* **Exercise input**:
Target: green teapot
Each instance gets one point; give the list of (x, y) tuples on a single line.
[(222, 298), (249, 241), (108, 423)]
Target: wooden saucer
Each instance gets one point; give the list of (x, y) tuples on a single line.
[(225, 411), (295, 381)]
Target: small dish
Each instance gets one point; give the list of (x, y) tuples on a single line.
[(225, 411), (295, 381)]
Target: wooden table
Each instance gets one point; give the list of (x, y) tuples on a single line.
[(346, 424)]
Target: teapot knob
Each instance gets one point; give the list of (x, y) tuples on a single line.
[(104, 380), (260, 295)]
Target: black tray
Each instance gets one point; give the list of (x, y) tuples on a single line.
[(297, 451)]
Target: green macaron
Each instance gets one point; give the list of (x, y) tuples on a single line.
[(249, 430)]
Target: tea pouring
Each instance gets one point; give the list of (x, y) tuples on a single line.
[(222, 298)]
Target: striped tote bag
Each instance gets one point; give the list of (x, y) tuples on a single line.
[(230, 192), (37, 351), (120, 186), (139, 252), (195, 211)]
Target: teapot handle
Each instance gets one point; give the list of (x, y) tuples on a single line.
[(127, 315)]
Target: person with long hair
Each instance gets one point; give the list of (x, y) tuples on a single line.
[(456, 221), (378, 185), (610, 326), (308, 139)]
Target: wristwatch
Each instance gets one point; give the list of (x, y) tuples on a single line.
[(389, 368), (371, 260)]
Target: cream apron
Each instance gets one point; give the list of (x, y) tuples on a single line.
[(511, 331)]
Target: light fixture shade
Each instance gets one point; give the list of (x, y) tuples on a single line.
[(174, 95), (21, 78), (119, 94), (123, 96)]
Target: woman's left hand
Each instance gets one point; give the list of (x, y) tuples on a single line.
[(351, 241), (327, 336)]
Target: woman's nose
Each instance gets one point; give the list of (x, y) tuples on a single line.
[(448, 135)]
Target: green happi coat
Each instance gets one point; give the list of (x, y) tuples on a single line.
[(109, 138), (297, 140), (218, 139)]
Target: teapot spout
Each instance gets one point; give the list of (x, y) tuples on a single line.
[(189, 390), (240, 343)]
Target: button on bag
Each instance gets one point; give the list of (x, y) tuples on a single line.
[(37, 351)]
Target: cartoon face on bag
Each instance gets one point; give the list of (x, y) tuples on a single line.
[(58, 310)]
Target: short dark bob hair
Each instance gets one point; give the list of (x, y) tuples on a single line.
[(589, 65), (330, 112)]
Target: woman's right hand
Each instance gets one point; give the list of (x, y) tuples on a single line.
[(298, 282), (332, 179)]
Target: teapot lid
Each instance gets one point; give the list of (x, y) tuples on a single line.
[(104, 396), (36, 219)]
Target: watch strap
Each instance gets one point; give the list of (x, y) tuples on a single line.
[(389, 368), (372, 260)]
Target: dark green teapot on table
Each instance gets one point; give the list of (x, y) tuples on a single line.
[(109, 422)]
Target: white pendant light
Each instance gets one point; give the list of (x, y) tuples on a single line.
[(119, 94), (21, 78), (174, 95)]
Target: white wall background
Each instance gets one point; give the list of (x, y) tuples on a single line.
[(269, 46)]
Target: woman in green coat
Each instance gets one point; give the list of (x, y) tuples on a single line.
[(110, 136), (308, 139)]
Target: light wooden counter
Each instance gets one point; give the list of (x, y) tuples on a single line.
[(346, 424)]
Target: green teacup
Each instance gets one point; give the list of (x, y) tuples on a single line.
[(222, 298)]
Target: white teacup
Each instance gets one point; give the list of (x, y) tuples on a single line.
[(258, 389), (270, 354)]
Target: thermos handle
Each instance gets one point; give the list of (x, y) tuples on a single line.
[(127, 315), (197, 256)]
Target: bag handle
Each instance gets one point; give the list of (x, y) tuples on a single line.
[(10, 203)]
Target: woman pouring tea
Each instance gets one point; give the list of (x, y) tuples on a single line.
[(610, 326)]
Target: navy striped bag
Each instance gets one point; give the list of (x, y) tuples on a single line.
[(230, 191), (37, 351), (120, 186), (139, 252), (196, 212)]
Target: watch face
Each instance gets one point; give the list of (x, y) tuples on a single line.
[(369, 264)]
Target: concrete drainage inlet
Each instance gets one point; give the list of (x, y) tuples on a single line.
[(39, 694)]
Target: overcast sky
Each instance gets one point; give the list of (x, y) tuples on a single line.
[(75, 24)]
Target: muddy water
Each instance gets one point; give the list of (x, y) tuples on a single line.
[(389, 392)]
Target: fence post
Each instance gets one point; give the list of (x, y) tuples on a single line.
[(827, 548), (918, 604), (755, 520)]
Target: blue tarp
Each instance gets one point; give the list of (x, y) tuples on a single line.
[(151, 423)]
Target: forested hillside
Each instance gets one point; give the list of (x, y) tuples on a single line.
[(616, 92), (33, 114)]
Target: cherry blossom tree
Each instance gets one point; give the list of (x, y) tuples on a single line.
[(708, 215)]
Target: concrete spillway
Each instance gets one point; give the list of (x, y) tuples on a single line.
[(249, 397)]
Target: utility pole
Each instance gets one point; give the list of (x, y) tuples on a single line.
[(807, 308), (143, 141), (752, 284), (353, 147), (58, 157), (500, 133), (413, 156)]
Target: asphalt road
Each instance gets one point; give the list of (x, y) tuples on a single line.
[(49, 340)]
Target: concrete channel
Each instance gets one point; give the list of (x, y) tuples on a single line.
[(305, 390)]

* **The task**:
Rescale the data above from the line containing "Target: woman pouring tea" through the line containing "[(389, 392)]", writing out every line again with the requests included. Multiply each coordinate in the answers by 1.2 and round to whole numbers, with halves rounded up.

* **In response**:
Target: woman pouring tea
Each instance gets one point; give the list of (x, y) tuples on a single line.
[(732, 391)]
Target: navy striped bag
Each instance gets one point; give the list of (x, y) tuples on a single line.
[(276, 229), (44, 421), (144, 223), (167, 302), (235, 254)]
Target: watch face
Each instance gets one point; give the list of (x, y) tuples on a single line.
[(443, 317)]
Target: concrete drainage inlet
Each instance gets one point; give the list of (x, y) tuples on a single line.
[(47, 833)]
Target: overcast sky
Each instance gets one point; give the list of (x, y) tuples on a single line.
[(90, 29)]
Target: muddy water
Each instance gets one point; give the list of (x, y) tuples on a single line.
[(467, 470)]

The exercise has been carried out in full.